- _Selected extract_:
I drove one late summer morning from Ohio’s rural southwest to its industrial northeast to visit the Cummings Center for the History of Psychology. Although the subject still seemed new and foreign, the environment was familiar. After I checked in for my appointment, I sat at one of the twenty large desks aligned in a rank-and-file grid. The archivist wheeled out several boxes of files I had ordered and parked it near my desk.
I made the trip to Akron to study the papers of Henry Goddard, the psychologist who transformed the IQ test into a systematic method of social classification. I had already read many of Goddard’s published papers before making the drive, but I wanted to see the archive for myself. I hoped that looking at his drafts, his private papers, his letters, might give me a better understanding of how Goddard’s research still informs my daughter’s future, and how different it can be from the lives of the children who Goddard studied.

- _Dataset entries_:

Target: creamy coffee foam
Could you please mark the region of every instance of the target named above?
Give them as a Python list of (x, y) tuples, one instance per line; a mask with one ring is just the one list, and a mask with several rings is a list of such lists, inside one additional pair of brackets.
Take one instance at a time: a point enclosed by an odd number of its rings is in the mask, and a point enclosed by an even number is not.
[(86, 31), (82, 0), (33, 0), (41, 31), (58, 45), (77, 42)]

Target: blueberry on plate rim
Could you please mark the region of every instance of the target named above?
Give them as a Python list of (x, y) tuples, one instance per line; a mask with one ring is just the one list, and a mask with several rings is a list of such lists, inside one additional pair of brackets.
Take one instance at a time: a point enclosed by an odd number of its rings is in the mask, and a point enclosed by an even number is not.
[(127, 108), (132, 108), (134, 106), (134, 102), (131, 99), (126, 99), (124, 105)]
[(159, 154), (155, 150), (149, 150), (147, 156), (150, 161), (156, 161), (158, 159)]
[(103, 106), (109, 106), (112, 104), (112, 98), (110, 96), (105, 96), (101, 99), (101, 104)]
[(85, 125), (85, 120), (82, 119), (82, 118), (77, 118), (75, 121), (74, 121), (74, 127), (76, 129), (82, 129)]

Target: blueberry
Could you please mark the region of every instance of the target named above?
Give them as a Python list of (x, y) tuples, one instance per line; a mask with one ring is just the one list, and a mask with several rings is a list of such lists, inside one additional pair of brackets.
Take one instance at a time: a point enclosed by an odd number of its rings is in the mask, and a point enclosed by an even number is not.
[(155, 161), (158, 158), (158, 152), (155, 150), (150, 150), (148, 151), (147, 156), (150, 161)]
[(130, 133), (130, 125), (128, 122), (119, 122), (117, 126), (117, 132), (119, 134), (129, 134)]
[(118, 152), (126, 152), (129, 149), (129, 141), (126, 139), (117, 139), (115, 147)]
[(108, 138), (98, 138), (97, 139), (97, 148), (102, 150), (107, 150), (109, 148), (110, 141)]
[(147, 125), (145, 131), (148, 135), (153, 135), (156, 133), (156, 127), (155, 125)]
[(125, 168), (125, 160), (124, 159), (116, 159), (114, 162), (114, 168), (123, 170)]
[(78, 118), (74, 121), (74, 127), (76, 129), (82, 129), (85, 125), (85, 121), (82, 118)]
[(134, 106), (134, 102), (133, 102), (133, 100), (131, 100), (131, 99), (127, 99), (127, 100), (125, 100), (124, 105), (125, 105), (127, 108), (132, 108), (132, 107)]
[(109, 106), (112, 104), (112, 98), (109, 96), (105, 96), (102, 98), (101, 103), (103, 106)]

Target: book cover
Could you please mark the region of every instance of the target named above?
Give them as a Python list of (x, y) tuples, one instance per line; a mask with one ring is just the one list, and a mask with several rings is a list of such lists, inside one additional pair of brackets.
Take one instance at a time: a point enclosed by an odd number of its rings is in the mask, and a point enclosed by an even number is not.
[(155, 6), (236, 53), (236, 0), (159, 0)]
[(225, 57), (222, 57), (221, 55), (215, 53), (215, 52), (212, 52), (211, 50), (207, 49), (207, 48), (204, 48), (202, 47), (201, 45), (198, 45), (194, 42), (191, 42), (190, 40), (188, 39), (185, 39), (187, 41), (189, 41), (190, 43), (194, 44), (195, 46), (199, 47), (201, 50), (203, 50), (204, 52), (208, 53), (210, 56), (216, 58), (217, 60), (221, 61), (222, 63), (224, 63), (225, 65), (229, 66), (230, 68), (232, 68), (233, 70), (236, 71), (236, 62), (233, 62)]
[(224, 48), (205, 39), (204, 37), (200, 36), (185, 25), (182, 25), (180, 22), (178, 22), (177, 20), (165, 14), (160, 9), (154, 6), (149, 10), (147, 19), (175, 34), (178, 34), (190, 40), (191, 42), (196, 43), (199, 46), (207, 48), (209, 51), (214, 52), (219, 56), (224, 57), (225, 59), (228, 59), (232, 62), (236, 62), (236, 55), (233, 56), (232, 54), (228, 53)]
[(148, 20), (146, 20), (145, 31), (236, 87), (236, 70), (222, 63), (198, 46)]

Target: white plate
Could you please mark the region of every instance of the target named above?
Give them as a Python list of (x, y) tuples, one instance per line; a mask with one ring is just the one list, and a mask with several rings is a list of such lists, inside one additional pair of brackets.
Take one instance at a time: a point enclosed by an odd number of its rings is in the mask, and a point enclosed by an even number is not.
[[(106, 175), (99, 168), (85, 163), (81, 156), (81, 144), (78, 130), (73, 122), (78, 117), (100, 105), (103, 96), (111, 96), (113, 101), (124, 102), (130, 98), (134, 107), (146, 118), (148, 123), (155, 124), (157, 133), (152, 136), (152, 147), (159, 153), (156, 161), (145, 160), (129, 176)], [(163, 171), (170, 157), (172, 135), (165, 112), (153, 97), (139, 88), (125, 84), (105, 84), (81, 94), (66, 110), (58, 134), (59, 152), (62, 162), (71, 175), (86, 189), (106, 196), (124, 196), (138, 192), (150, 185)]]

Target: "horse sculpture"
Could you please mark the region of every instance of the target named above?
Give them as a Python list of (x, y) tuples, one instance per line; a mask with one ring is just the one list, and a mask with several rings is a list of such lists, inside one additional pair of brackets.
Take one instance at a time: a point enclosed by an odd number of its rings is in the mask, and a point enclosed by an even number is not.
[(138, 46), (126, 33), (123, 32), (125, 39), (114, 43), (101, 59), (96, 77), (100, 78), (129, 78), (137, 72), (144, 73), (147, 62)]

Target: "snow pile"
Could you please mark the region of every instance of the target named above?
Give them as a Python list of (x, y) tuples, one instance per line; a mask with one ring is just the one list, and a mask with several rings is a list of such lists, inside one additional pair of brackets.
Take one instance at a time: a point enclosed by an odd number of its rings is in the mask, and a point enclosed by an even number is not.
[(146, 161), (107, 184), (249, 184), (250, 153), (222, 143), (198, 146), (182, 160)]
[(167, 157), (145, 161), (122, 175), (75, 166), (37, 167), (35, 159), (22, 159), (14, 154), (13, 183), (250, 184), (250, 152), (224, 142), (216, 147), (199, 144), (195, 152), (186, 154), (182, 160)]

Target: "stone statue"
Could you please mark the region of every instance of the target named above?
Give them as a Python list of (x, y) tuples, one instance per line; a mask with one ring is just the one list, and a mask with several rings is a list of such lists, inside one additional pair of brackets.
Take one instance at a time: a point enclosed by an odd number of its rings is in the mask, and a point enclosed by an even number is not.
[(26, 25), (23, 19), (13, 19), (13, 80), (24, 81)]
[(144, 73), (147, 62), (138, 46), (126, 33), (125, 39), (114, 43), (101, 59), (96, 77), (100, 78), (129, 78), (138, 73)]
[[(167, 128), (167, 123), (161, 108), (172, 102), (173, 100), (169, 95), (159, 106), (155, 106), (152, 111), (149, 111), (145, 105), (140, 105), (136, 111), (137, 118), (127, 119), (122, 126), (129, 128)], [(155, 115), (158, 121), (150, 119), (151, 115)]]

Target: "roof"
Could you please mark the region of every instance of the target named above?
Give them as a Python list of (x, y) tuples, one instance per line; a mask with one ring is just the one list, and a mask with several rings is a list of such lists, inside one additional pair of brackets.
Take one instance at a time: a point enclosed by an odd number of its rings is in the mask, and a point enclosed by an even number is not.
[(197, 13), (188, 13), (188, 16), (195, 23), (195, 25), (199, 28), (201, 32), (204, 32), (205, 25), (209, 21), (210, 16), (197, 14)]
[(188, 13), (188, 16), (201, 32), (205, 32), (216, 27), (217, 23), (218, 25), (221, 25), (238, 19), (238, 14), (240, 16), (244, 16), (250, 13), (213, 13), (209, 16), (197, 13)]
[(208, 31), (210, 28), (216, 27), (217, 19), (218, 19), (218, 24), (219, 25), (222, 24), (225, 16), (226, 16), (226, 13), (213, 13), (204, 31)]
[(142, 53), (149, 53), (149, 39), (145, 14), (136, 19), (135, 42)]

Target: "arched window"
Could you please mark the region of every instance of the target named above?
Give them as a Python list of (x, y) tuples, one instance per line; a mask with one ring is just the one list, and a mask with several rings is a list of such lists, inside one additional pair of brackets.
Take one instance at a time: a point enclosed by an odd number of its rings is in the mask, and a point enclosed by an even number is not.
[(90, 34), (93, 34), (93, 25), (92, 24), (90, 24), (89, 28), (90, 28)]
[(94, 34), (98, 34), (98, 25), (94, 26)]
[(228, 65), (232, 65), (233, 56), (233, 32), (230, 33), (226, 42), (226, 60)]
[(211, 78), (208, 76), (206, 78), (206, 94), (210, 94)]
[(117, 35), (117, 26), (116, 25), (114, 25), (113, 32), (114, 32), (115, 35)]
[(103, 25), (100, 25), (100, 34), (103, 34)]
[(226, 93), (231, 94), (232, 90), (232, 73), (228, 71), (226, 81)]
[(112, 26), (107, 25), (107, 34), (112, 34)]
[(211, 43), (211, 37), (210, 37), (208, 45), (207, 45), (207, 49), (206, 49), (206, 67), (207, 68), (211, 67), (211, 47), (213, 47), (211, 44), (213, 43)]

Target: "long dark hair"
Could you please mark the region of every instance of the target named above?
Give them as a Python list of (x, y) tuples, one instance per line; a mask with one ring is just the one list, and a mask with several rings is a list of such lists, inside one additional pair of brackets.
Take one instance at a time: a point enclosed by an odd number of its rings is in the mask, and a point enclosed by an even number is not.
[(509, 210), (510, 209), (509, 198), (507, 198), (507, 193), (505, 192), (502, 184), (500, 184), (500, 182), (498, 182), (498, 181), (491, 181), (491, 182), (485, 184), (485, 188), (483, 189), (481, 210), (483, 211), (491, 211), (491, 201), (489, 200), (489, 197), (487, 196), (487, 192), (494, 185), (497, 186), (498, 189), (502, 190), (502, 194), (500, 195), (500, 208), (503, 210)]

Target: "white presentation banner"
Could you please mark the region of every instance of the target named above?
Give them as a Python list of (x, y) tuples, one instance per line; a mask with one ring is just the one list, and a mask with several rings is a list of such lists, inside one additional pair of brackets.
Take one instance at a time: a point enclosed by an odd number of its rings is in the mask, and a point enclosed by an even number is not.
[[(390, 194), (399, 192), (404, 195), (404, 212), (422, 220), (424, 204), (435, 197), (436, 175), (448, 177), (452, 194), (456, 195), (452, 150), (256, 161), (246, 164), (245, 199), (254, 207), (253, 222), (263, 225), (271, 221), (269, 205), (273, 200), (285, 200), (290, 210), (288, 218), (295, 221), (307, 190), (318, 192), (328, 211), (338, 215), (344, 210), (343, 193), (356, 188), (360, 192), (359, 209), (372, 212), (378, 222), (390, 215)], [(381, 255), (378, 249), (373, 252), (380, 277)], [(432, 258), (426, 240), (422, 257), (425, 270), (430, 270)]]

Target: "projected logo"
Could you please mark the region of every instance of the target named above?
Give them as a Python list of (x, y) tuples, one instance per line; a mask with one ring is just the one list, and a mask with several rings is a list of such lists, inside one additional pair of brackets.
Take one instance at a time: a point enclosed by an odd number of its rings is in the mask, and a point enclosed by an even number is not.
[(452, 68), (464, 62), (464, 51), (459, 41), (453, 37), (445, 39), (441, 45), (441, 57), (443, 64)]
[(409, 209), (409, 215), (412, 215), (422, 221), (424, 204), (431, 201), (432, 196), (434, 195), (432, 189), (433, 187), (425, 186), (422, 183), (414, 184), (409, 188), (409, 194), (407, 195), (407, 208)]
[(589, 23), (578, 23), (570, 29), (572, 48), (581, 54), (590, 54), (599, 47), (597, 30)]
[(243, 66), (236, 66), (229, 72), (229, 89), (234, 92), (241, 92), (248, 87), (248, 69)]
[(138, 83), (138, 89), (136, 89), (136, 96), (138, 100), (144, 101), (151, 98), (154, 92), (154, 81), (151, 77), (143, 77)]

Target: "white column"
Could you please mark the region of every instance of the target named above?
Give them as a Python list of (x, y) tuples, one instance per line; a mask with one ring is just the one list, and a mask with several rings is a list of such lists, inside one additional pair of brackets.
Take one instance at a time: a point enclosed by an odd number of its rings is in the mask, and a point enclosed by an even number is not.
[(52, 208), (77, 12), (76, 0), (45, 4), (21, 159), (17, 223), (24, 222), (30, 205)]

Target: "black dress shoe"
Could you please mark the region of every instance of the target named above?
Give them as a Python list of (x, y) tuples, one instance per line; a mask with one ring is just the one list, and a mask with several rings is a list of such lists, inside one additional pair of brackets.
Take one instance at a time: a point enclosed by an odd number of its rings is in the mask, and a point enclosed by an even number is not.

- _Task requirements_:
a - In the passage about the Akron archive visit, set down the text starting with "I made the trip" and going on through "who Goddard studied.".
b - In the passage about the Akron archive visit, why did the writer want to see Goddard's archive in person after already reading many of his published papers?

- _Outputs in order_:
a -
I made the trip to Akron to study the papers of Henry Goddard, the psychologist who transformed the IQ test into a systematic method of social classification. I had already read many of Goddard’s published papers before making the drive, but I wanted to see the archive for myself. I hoped that looking at his drafts, his private papers, his letters, might give me a better understanding of how Goddard’s research still informs my daughter’s future, and how different it can be from the lives of the children who Goddard studied.

b - The writer hoped that looking at Goddard's drafts, private papers and letters would give a better understanding of how Goddard's research still informs the writer's daughter's future. The writer also hoped to see how different that future can be from the lives of the children Goddard studied.